Rows from a box labeling dataset:
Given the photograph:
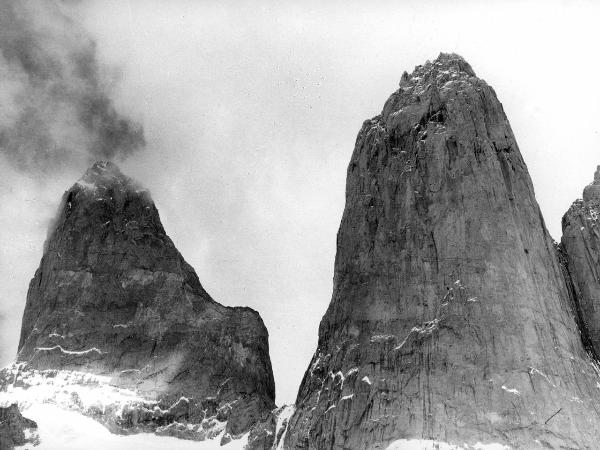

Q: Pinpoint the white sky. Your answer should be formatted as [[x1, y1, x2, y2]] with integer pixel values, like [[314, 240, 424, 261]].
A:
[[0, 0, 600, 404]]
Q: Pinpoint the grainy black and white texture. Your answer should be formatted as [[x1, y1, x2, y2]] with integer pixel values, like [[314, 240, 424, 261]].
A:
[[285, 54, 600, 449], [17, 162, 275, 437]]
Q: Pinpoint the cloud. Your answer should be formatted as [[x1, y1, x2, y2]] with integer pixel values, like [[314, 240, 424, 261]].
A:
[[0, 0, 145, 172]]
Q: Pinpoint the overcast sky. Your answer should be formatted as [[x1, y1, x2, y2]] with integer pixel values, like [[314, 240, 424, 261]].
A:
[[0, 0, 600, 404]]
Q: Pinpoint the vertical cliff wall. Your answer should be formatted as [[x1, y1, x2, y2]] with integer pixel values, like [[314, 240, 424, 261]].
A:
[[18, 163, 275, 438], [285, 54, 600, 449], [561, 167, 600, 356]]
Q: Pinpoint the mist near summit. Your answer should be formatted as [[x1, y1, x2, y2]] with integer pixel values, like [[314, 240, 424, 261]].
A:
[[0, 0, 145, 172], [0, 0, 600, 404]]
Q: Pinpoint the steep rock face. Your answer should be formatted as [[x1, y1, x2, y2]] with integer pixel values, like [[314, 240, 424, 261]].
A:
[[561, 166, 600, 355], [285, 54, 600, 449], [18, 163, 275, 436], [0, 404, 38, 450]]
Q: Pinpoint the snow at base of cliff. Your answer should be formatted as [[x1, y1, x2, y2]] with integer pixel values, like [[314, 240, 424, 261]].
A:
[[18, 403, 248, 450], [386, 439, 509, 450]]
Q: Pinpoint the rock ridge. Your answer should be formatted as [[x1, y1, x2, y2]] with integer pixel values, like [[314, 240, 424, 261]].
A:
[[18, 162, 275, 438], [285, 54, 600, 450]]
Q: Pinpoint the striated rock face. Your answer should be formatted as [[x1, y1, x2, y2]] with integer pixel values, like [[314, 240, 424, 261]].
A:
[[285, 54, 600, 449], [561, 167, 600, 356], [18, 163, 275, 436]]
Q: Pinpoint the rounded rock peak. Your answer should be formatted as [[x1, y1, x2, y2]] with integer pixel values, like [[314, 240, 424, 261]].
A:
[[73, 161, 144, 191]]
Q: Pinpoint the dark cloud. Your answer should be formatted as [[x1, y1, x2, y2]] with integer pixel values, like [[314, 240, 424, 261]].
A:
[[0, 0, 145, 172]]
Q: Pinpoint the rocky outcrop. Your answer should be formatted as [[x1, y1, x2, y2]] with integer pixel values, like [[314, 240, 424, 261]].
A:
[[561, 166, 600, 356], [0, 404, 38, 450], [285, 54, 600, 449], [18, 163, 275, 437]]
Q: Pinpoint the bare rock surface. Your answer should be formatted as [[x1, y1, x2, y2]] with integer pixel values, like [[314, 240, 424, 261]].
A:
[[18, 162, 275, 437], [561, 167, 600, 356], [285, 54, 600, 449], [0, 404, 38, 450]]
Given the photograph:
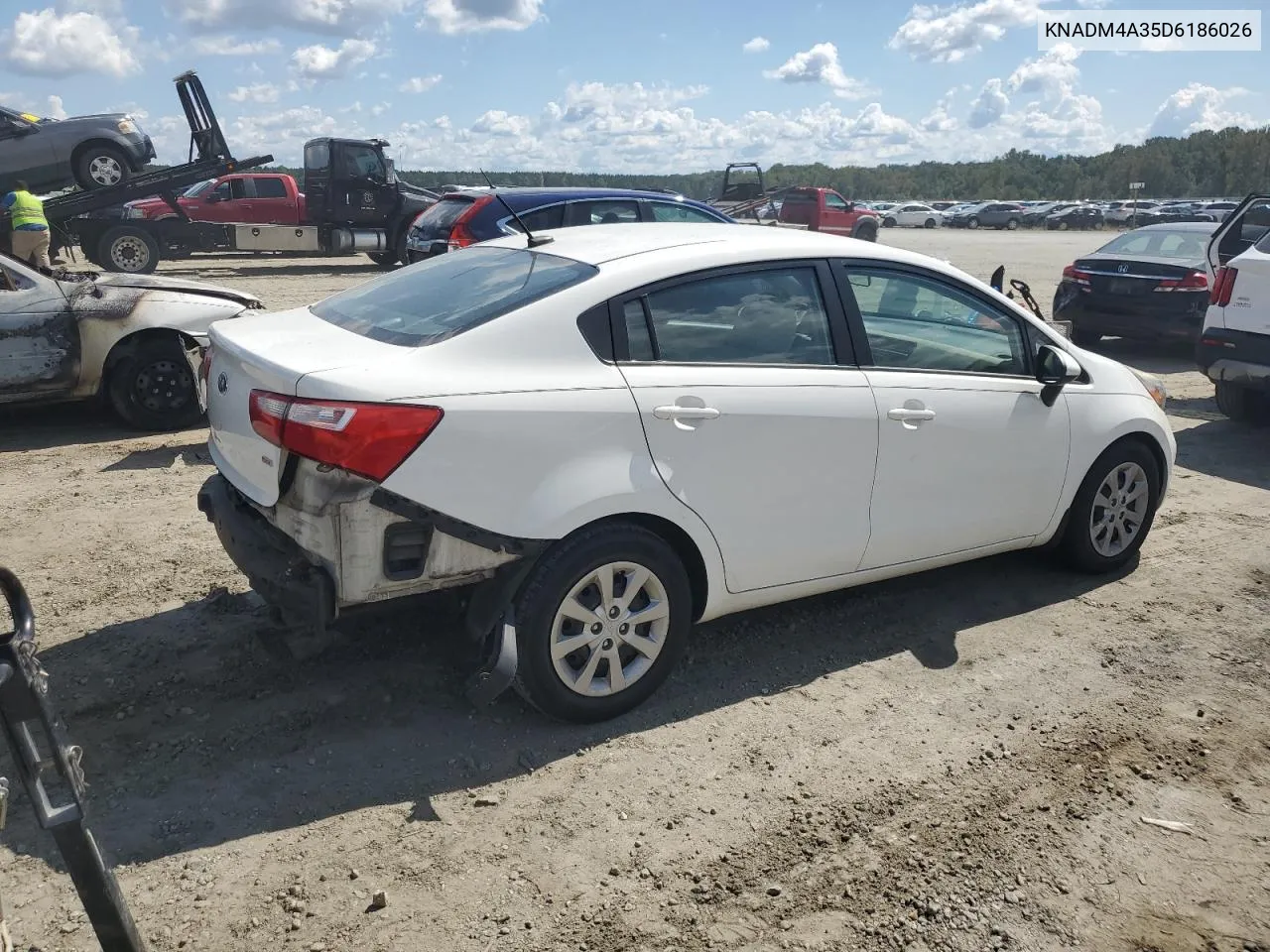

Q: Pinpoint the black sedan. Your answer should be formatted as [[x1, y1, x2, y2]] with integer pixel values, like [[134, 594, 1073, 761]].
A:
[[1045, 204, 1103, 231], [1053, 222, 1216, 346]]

● **OBJECTIVE**
Can you copy out, word for word, the lines of the records from the line containing "Q: Pinpoint the snow" through the line containing "[[18, 162, 275, 438], [285, 54, 600, 450]]", with both of those lines included and nothing else?

● **RESPONSE TO THIS EXERCISE**
Q: Pinpoint the snow at base of cliff. Your answer should be formatted as [[x1, y1, x2, y2]] with integer pixel values, like [[314, 240, 424, 261]].
A:
[[18, 403, 248, 450], [386, 439, 509, 450]]
Q: Pinpoint the rock ridge. Your answer should be formatted as [[x1, y1, x2, y2]] with integer pixel values, like [[314, 240, 424, 261]].
A:
[[18, 162, 275, 438], [285, 54, 600, 450]]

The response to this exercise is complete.